#### What is being asked
From the article on the Reserve Bank and inflation, list every economic condition attributed to the Bureau of Statistics.

#### Page extract
========================================================================

Spend less, work longer or get another job, move in with your parents or get a flatmate. But whatever you do, don’t push for a pay rise to compensate for inflation. That’s the advice dispensed by Reserve Bank Governor Philip Lowe in recent months.
To facilitate some of these outcomes, the RBA is close to tipping the economy into recession. Gross domestic product per person was down 0.2 percent in the first three months of the year, the household savings rate is collapsing, and consumption growth is grinding to a halt, according to the Bureau of Statistics.
The bank’s board noted in the minutes to its May monetary policy meeting that the unemployment rate will be pushed up by 1 percentage point by the end of next year, putting more than 100,000 people out of work. How this approach squares with Lowe’s exhortations to work more is unclear. National Australia Bank chief economist Alan Oster says the figure could be 200,000 or more. Time will tell.
The bottom line is that the RBA is trying to make wage earners poorer to save them from rising prices. That’s the magical logic of capitalism. If this magic appears so dazzling that you can’t figure out how it works, you may just belong to the wrong social class.
How so? Well, take Lowe’s exhortation for people to spend less.
Those on lower incomes are already trying to spend less on electricity by shivering through winter. According to Lowe, this is for the good of “the economy”. But here’s the rub: the Australian Energy Regulator says prices will jump 20 to 25 percent from July, which comes on top of a 15 percent rise over the last year. In these conditions, even when you try to use less, it ends up costing more—it’s the David Copperfield economy, where the more you pay, the more something disappears.
Where does it go? Well, on the back of these surging prices, energy giant AGL is forecasting an underlying profit increase of perhaps 150 percent next year, according to the Financial Review. There’s your magic: one social class’s attempt at frugality is transformed into a financial windfall for another social class.
It’s the same with food: prices increased 8 percent over the year, but the volume purchased declined. “There certainly has been a huge increase in how many dollars we spend on food”, Greg Jericho, policy director at the Centre for Future Work, noted last month in the Guardian. “[But] we are now buying about 5 percent less food than expected before the pandemic. It’s just costing more.”

========================================================================

#### Saved data entries
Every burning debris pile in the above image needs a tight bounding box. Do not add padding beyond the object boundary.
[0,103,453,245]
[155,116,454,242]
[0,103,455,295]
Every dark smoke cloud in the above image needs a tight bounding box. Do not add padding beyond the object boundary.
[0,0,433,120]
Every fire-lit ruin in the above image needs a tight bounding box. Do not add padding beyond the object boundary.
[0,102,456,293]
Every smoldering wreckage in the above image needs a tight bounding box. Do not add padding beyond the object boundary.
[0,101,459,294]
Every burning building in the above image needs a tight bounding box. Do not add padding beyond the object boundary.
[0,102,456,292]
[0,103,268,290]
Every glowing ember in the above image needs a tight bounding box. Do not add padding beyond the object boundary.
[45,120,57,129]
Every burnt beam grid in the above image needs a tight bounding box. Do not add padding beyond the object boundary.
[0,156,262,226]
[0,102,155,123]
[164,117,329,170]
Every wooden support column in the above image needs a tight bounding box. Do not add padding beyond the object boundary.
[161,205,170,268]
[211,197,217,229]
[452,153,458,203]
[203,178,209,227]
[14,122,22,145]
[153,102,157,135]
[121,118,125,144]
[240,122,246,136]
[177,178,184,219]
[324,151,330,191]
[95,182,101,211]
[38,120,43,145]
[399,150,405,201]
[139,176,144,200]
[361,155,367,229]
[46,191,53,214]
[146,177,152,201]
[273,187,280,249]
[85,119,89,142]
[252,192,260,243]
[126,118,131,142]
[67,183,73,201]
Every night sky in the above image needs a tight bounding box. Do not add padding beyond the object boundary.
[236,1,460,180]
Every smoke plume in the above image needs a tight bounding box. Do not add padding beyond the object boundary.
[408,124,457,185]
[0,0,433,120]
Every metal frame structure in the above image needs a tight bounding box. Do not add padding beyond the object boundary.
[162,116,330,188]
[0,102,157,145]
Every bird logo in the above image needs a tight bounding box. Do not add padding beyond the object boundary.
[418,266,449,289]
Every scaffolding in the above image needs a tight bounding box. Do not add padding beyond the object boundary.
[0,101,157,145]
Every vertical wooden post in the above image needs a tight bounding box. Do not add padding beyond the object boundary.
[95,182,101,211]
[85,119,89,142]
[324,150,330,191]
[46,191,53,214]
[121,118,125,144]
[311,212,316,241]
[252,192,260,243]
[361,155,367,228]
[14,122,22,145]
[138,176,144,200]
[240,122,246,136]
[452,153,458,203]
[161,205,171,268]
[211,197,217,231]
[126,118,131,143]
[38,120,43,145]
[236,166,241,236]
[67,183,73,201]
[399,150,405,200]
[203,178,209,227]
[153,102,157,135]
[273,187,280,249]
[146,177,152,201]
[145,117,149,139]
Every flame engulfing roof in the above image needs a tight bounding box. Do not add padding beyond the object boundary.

========================================================================

#### Task response
- Gross domestic product per person was down 0.2 percent in the first three months of the year.
- The household savings rate is collapsing.
- Consumption growth is grinding to a halt.